[[ Available data, beginning ]]

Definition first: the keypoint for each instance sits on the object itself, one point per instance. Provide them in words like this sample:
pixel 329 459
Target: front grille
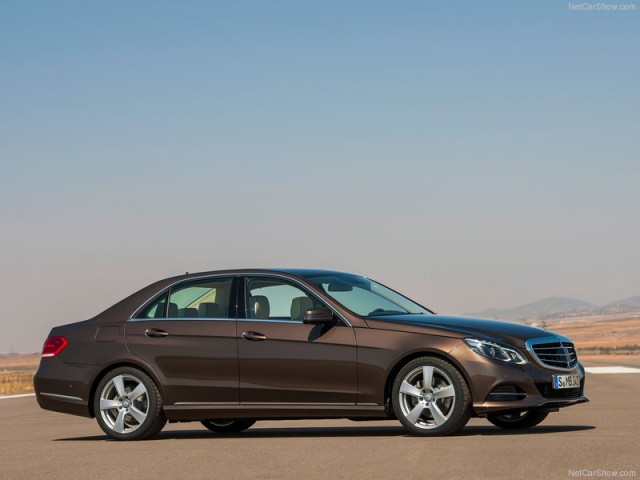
pixel 547 391
pixel 556 354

[[ Available data, end ]]

→ **Activity**
Could you transcribe the records above exactly, leaving out any pictures?

→ **Completed task**
Definition first: the keypoint for each instance sits on the object itself, one point per instance. Provide them in words like this sample:
pixel 329 459
Target: front grille
pixel 547 391
pixel 556 354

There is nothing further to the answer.